• _Exercise_
Copy out everything from the line containing "Locate the sky" down to the end of the records, keeping every character unchanged.

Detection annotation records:
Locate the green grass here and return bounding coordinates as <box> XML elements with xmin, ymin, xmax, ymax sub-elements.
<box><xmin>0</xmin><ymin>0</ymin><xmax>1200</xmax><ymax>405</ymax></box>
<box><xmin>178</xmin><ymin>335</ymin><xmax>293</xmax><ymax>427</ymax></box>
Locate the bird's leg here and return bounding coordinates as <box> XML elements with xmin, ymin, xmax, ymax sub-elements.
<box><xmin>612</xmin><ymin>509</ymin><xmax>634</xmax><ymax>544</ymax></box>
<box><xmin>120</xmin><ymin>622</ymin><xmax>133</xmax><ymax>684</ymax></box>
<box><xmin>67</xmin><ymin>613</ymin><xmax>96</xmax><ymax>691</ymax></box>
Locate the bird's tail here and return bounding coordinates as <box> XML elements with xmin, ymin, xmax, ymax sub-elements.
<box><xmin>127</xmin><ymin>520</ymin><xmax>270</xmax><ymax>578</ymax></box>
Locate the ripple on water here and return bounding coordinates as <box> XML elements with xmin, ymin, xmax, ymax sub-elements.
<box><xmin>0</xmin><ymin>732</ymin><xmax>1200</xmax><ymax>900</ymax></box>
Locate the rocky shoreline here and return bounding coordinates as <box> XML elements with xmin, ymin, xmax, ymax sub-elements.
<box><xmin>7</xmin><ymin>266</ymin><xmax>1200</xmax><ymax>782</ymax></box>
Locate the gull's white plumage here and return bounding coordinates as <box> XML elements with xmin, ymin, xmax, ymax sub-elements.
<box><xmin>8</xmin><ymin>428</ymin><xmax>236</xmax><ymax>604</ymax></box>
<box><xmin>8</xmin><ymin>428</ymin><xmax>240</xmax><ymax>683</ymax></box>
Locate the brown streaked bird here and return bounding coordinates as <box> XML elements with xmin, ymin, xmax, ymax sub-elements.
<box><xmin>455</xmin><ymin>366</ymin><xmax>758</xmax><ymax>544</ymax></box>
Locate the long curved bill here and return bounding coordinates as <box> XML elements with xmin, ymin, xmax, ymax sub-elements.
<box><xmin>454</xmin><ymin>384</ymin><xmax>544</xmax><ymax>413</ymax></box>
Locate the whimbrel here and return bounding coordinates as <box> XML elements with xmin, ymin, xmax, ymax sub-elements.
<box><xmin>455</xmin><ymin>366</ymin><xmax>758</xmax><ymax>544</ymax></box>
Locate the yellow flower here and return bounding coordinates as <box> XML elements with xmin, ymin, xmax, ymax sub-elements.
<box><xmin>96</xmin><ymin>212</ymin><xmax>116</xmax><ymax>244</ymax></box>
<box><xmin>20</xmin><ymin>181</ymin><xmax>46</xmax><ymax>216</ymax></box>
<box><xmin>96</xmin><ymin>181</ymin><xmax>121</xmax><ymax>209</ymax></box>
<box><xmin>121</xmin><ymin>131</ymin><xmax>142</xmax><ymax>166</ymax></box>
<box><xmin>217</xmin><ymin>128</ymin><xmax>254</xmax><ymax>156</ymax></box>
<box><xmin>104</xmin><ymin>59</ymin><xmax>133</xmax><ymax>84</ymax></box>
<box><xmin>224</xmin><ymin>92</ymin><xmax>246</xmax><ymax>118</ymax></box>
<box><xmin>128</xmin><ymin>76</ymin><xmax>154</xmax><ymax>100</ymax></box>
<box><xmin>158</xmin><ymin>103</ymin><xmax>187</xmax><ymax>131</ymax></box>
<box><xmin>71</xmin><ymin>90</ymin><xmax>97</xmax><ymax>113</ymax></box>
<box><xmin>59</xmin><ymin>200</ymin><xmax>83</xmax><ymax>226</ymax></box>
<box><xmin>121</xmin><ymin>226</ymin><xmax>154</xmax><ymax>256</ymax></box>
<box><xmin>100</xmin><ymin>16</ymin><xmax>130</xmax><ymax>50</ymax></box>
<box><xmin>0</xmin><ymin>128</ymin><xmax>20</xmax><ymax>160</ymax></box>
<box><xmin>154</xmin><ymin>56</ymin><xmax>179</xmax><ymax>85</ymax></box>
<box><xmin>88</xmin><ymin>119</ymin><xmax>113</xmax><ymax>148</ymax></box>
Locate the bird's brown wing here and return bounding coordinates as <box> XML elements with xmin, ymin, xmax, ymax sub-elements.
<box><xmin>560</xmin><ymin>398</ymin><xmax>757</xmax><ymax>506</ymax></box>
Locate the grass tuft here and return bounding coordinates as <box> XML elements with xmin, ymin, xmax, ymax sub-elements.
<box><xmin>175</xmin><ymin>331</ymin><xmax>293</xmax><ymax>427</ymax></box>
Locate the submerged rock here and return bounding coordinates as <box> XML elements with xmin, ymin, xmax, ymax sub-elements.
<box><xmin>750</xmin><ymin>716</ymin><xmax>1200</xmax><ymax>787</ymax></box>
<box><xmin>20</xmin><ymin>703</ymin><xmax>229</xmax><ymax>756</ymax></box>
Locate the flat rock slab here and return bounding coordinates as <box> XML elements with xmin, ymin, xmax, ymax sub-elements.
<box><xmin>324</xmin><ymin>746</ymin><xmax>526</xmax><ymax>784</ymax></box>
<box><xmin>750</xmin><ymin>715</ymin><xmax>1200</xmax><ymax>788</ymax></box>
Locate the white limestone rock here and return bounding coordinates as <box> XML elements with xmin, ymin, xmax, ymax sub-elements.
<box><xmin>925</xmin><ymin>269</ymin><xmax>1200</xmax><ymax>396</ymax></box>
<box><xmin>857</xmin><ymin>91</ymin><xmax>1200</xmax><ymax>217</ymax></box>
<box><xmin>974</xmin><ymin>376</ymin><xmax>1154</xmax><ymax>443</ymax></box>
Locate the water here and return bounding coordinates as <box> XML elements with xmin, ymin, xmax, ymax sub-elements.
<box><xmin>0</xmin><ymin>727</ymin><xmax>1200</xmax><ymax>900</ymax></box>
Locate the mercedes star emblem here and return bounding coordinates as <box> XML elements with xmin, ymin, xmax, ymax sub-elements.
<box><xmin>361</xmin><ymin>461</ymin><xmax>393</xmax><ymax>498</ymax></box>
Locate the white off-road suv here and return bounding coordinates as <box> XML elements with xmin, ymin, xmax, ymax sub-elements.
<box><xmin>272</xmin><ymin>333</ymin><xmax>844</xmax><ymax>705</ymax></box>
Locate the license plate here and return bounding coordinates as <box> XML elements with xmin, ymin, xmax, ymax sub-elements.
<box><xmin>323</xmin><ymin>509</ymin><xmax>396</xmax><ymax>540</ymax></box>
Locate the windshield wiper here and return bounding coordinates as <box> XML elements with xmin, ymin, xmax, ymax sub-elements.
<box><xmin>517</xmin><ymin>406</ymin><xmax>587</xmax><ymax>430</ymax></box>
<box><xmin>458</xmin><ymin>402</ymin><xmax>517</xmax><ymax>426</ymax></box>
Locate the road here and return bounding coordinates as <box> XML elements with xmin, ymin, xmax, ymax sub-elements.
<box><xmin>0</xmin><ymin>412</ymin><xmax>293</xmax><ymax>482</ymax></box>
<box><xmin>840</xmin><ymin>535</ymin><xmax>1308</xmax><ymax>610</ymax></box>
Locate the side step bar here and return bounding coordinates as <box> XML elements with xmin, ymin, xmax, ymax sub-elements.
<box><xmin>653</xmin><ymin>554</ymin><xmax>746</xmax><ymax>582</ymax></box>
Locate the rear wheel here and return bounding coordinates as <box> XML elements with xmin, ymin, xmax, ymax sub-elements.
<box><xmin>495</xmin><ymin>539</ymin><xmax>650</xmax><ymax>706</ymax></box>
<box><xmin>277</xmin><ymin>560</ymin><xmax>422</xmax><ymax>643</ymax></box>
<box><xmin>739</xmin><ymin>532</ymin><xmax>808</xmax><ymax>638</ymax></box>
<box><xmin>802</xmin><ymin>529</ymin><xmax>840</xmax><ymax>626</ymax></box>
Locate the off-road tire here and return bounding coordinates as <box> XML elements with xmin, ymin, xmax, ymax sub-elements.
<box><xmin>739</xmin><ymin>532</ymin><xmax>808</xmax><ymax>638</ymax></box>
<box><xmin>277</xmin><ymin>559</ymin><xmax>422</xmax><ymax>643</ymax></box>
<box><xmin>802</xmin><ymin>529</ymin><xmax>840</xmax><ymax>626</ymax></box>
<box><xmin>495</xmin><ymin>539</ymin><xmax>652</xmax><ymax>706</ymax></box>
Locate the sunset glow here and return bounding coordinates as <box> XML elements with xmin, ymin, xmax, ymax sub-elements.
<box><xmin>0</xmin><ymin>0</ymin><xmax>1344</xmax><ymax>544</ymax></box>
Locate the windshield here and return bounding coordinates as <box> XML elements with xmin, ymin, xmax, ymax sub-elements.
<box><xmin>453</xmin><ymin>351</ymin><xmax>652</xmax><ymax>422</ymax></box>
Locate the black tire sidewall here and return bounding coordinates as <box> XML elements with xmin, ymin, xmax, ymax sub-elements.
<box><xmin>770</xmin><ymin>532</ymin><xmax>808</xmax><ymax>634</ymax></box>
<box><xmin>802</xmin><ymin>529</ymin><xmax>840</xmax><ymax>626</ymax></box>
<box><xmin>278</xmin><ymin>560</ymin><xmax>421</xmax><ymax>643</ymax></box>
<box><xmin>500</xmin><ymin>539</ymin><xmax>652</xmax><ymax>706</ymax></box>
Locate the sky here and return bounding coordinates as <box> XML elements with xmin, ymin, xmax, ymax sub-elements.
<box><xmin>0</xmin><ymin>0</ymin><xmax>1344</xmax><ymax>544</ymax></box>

• _Exercise solution_
Locate the sky here and return bounding coordinates as <box> XML elements with xmin, ymin, xmax, ymax sub-elements.
<box><xmin>0</xmin><ymin>0</ymin><xmax>1344</xmax><ymax>544</ymax></box>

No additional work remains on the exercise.